What you will do =
Transcribe all of the records, leaving out any pictures.

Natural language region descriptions

##########

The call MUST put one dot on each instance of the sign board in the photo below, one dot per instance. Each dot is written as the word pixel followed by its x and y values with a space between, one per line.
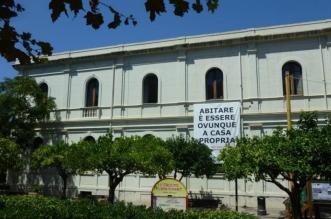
pixel 321 191
pixel 217 124
pixel 168 203
pixel 169 194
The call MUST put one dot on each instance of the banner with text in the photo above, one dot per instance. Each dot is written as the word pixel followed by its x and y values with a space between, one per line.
pixel 217 124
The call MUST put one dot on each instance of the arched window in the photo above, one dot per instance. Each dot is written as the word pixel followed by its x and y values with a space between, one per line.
pixel 150 88
pixel 214 84
pixel 295 71
pixel 37 142
pixel 92 93
pixel 89 139
pixel 44 88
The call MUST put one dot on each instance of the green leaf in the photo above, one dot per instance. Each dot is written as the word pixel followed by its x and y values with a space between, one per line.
pixel 94 19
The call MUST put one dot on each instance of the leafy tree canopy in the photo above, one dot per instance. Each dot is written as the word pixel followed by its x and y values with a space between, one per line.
pixel 59 156
pixel 190 157
pixel 122 156
pixel 22 106
pixel 296 155
pixel 23 46
pixel 10 155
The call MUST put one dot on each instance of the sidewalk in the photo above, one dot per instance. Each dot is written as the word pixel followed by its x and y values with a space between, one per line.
pixel 271 213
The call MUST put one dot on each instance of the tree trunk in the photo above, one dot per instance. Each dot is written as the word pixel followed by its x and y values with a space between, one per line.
pixel 111 196
pixel 3 177
pixel 295 203
pixel 64 187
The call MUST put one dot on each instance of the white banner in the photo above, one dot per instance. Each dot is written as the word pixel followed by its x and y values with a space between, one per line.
pixel 217 124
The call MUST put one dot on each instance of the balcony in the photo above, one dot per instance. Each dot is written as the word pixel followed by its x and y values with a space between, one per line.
pixel 91 112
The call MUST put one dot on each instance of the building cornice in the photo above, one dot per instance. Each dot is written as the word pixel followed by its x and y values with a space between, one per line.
pixel 264 34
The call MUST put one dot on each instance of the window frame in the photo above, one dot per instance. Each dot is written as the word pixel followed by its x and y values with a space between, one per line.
pixel 156 89
pixel 215 84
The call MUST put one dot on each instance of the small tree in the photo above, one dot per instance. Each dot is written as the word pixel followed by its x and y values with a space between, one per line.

##########

The completed task =
The call MUST put one dot on each instance of the sign board in the photo below, one dot per instance. Each dot is written as the word pixel followed by its x and y values with a space between, one per line.
pixel 321 191
pixel 217 124
pixel 168 203
pixel 169 194
The call MUST put one dot on each instance of the banner with text in the photo above, one dot per instance. Each dot is written as the word pixel followed by its x and y values with a space between, one per line.
pixel 217 124
The call MUST put one dot on each instance of the arched window in the photo above, one dot per instance. Each dot is written as the word pixel followed by its x and y values with a space between, one per line.
pixel 150 88
pixel 214 84
pixel 295 71
pixel 37 142
pixel 92 93
pixel 89 139
pixel 44 88
The call MUST put one dot on each instance of the green leaf in the photo above, one dot per instance. Each dot is written as the word pixel followed by its x and y values with a space between, one per line.
pixel 94 19
The call MUST put one dot on each instance of the leafy tree canopy in the photo above, one dot per instance. Each dot is written as the word pixel followed by its x and y values with a space between, one per line.
pixel 59 156
pixel 190 157
pixel 122 156
pixel 22 106
pixel 296 155
pixel 23 46
pixel 10 155
The call MUST put one dot on each instance of the sidewalk in the photo above, one dot per instance. Each dot is written as the word pixel followed by its x and y values with a space between, one per line.
pixel 271 213
The call MUST put one dot on each instance of the tree trunk in the photo above, one dot per instance. Each dot is written as the word pixel followed by its x and y values with a space between, one per line.
pixel 111 196
pixel 3 177
pixel 295 203
pixel 64 187
The call MUST put one dot on each instance of the white banner in the photo above, one dot per instance. Each dot is written as the word pixel followed by its x and y values with a space between, one per line.
pixel 217 124
The call MUST put one dot on each instance of the balcony in the photo above, one dot per instance. Each dot is written as the word pixel followed by its x and y values with a space between, one per line.
pixel 91 112
The call MUST put one dot on each instance of the building cornice in the photo above, one dot per instance. Each dot is written as the word pixel followed by its x and y values with a space between, one per line.
pixel 264 34
The call MUST put one dot on each instance of the window frame in the photo above, one dot per instance. Each dot is written as the word pixel followed by its x and y values with a space between, one per line.
pixel 156 89
pixel 215 84
The call MUST put one dot on each instance of the small tree in the photo above, one dot per instance. Each dot is written as the word pixel followed by its x and y values with a space between, one per line.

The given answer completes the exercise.